**Source extract**
>>>

To address this issue, Margherita was funded by the CTR to develop models of the human placenta.. Her mentors have included Professors Ashley Moffett and Graham Burton from the Centre, and Dr Myriam Hemberger from the Babraham Institute, bringing together different a wide range of expertise to this challenging project.

Margherita uses a type of model known as an ‘organoid’ and has now managed to generate organoid models from both the mother’s uterus and the placenta, the two sides of the maternal-fetal interface.

“As their name suggests, organoids are essentially mini-organs grown in the laboratory that preserve the normal cellular architecture and function,” she says. “They have proved to be powerful tools in investigating development and biological functions in many other organ systems – the heart, gut, liver, kidney and brain. They can also be used for screening drugs and studying how pathogens affect tissues. I believe they will be equally transformative for the investigation of early pregnancy and the origin of later complications.”

<<<

**Extracted records**
>>>

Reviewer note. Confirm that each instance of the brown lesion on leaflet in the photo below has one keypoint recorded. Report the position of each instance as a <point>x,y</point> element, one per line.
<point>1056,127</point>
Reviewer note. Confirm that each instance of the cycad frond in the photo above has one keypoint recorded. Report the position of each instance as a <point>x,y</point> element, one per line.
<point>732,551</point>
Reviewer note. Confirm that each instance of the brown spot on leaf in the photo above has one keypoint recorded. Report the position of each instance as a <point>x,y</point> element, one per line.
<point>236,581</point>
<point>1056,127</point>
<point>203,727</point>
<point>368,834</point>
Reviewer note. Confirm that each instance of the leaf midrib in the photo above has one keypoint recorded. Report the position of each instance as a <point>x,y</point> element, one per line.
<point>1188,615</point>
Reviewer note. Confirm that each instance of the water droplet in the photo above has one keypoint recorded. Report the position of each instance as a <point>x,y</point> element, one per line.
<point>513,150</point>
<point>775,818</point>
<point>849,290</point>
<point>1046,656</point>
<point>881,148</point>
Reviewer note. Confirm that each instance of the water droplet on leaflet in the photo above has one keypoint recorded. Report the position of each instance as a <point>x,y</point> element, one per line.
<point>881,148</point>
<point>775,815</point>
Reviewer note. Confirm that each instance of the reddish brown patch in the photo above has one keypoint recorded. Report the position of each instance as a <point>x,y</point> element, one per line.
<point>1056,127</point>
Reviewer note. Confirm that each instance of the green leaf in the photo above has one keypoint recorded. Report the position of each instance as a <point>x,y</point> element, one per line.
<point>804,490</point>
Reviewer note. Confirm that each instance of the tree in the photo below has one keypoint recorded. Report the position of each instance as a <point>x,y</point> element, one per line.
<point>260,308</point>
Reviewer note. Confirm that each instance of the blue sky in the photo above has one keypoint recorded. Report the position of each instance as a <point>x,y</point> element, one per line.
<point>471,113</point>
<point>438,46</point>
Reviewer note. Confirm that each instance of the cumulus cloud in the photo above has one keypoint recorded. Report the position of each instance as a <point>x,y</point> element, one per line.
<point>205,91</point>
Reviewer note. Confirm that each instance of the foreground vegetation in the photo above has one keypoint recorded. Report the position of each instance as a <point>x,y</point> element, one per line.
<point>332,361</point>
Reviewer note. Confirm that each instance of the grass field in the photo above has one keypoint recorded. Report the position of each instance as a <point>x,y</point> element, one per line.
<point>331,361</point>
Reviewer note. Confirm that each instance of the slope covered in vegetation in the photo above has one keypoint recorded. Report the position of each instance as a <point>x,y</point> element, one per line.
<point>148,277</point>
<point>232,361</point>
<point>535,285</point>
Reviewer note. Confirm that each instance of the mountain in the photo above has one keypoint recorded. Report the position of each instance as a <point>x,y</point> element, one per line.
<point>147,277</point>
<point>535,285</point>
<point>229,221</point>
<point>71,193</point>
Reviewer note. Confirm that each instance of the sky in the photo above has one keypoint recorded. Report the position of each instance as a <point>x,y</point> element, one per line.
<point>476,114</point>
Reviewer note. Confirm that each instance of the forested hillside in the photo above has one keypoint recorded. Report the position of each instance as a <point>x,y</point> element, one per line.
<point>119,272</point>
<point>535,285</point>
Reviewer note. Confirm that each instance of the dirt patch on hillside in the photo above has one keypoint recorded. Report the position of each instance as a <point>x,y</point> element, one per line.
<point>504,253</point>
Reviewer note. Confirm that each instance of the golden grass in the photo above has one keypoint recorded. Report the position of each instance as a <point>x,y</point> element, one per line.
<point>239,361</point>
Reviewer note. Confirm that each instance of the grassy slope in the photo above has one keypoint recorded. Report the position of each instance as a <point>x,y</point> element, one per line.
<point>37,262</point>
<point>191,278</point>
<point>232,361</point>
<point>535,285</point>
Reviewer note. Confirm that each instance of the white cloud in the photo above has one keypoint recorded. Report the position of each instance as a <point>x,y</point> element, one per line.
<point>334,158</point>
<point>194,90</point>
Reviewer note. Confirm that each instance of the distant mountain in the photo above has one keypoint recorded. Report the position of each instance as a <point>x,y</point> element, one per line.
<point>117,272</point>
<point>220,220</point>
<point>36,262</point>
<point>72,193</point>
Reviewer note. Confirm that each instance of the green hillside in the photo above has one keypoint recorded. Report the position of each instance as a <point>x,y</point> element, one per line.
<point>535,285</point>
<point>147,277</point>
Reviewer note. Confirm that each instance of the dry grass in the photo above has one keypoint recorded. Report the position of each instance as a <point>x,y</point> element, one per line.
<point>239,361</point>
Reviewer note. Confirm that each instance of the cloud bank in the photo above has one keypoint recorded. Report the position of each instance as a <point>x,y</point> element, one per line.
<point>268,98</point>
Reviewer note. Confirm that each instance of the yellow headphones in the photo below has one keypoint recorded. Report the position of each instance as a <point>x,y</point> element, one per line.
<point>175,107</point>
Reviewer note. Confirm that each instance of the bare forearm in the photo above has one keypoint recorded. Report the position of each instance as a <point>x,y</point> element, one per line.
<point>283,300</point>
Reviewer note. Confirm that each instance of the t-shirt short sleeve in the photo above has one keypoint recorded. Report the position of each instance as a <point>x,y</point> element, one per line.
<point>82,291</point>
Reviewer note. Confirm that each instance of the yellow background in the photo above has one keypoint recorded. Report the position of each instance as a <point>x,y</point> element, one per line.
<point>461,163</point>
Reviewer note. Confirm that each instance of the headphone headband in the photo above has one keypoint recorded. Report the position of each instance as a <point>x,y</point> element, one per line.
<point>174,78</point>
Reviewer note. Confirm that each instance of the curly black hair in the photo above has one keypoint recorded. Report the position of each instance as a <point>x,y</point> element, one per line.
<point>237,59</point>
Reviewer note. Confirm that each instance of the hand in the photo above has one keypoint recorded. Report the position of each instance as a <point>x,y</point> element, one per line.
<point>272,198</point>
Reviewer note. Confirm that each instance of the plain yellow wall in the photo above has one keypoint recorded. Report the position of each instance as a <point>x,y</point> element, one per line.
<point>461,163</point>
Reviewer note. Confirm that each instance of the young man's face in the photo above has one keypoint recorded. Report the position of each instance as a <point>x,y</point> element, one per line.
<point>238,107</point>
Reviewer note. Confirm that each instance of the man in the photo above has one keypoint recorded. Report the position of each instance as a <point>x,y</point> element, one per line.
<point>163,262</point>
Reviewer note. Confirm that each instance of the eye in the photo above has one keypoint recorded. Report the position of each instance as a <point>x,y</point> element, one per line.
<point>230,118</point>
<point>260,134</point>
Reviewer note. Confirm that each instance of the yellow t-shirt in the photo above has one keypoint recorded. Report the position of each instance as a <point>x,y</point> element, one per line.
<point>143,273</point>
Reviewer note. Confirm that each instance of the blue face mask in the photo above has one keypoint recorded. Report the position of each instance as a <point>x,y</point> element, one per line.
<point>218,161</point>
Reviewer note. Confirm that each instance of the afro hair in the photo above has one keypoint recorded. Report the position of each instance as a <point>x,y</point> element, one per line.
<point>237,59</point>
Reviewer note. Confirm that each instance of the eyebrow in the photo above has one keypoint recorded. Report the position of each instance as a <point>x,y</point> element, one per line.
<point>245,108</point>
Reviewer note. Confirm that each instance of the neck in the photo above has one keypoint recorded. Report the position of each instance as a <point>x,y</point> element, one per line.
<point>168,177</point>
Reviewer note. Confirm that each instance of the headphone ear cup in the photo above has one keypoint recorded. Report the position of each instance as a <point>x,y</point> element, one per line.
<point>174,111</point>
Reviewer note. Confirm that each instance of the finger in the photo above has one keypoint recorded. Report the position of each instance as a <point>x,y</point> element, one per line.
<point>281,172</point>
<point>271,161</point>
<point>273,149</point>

<<<
>>>

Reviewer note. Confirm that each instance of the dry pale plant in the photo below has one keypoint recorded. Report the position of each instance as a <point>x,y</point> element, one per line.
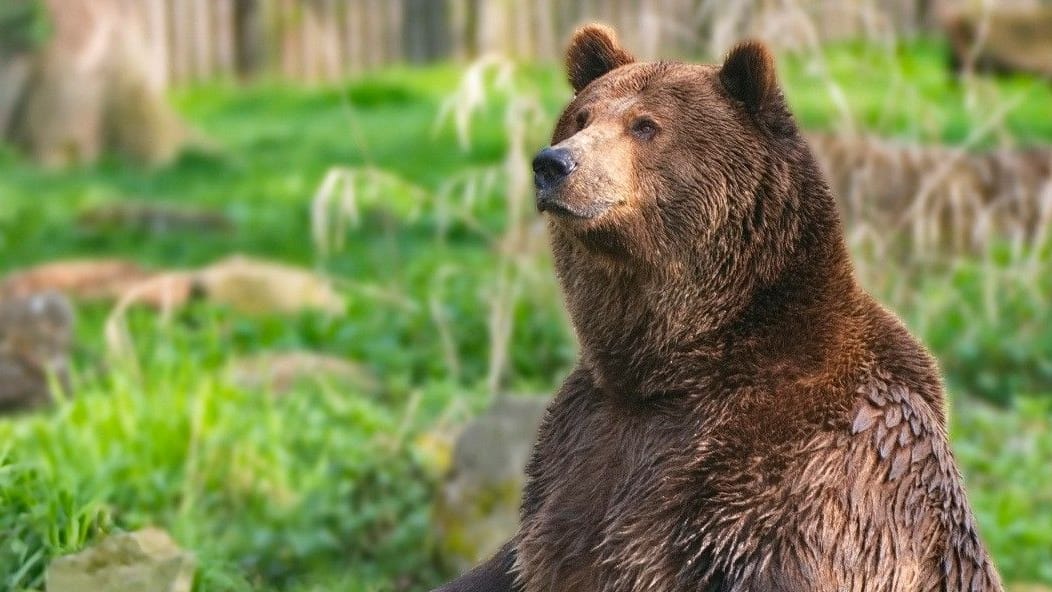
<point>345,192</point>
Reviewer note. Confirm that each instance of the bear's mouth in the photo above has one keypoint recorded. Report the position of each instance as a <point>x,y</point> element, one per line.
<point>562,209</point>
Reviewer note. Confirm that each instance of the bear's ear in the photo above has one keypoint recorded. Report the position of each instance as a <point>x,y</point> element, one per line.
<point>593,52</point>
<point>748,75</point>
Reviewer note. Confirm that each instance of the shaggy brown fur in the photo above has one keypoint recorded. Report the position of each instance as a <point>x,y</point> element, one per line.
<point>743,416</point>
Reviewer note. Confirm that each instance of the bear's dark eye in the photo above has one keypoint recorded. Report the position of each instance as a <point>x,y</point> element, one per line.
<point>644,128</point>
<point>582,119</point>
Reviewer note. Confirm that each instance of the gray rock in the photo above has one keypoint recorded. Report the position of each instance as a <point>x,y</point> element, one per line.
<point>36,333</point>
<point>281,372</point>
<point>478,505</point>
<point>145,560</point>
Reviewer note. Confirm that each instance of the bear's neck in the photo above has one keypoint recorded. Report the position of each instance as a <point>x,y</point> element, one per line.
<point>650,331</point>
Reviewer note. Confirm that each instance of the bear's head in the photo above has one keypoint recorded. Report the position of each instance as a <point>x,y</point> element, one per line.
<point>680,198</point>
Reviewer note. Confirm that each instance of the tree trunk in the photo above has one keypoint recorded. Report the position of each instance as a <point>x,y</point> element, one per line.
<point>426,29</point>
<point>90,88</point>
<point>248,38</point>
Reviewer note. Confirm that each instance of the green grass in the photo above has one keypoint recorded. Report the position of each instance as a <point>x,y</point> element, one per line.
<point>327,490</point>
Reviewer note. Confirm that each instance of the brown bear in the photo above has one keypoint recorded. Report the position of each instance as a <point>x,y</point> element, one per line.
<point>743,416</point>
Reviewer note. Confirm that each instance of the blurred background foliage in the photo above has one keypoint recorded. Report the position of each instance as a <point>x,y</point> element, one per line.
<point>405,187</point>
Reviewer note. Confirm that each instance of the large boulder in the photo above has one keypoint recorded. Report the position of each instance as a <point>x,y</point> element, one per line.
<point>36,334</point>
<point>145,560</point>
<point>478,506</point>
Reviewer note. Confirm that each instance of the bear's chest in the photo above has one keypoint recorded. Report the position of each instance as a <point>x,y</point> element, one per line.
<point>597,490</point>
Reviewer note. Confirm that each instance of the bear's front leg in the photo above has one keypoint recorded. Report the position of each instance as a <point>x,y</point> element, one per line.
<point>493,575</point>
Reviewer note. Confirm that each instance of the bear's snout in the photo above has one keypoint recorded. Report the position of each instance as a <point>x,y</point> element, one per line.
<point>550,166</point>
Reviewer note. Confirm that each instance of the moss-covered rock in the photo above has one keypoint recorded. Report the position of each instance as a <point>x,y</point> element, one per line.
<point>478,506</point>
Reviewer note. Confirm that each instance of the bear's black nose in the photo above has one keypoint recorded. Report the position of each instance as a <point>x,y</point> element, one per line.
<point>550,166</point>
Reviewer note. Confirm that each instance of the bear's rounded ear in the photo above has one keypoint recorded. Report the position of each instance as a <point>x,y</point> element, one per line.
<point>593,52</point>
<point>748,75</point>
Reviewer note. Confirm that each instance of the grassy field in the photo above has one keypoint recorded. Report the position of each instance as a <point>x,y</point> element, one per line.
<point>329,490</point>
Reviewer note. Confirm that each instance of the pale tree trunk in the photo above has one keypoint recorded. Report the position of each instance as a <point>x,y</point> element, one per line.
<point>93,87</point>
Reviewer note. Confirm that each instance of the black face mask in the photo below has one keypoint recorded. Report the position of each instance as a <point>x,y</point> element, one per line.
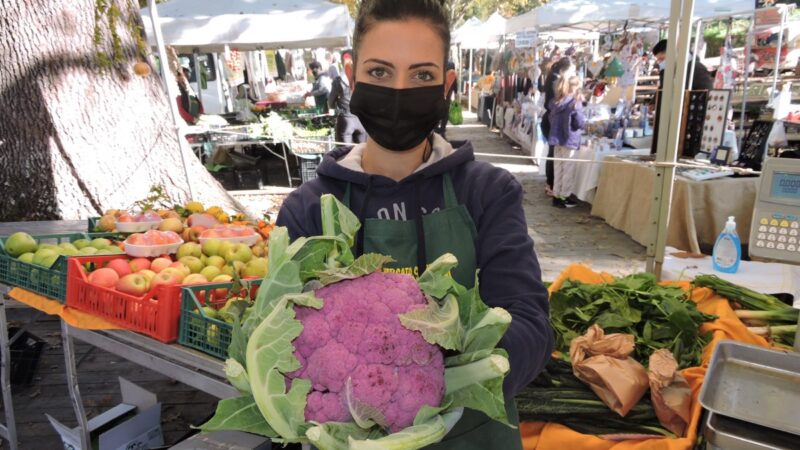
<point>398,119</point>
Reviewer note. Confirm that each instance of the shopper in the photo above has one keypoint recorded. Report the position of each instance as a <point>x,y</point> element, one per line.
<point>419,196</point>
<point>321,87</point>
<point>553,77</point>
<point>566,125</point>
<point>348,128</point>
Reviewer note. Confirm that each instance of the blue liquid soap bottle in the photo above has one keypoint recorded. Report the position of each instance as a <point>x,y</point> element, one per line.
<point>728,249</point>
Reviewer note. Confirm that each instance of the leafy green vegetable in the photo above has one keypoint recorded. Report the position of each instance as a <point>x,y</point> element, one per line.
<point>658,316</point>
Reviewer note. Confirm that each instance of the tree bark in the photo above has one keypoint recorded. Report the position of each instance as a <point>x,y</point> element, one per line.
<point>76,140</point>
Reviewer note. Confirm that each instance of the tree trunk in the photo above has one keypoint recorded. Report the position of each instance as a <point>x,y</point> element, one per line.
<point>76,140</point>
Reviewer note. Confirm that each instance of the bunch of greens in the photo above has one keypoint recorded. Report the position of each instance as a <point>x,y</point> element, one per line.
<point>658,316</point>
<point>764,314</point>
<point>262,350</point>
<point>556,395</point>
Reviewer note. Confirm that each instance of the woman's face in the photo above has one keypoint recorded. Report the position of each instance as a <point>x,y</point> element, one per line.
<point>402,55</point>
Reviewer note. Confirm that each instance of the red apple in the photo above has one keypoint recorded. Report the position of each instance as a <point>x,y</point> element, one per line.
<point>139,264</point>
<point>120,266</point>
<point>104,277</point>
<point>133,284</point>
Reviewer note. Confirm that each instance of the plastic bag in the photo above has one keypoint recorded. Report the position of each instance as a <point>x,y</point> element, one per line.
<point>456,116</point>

<<<

**Parts of the exercise**
1. In the placenta research passage, what are the two sides of the maternal-fetal interface from which Margherita generated organoid models?
2. Set down the stretch of the placenta research passage from "Margherita uses a" through "the maternal-fetal interface.".
3. Take the placenta research passage further, picking up after its last sentence.

**Answers**
1. The mother's uterus and the placenta.

2.
Margherita uses a type of model known as an ‘organoid’ and has now managed to generate organoid models from both the mother’s uterus and the placenta, the two sides of the maternal-fetal interface.

3.
Cambridge has been the ideal place for Margherita to carry out her research because of the unique concentration of placental and stem cell biologists within the CTR.

“There is no other place in the world with such a combination of skills, knowledge and resources,” she says.

“I hope to be able to uncover the mysterious events that occur early in human pregnancy that previously were not possible to study. In the longer term, I hope this will alleviate the suffering experienced by couples affected by infertility or complications of pregnancy.”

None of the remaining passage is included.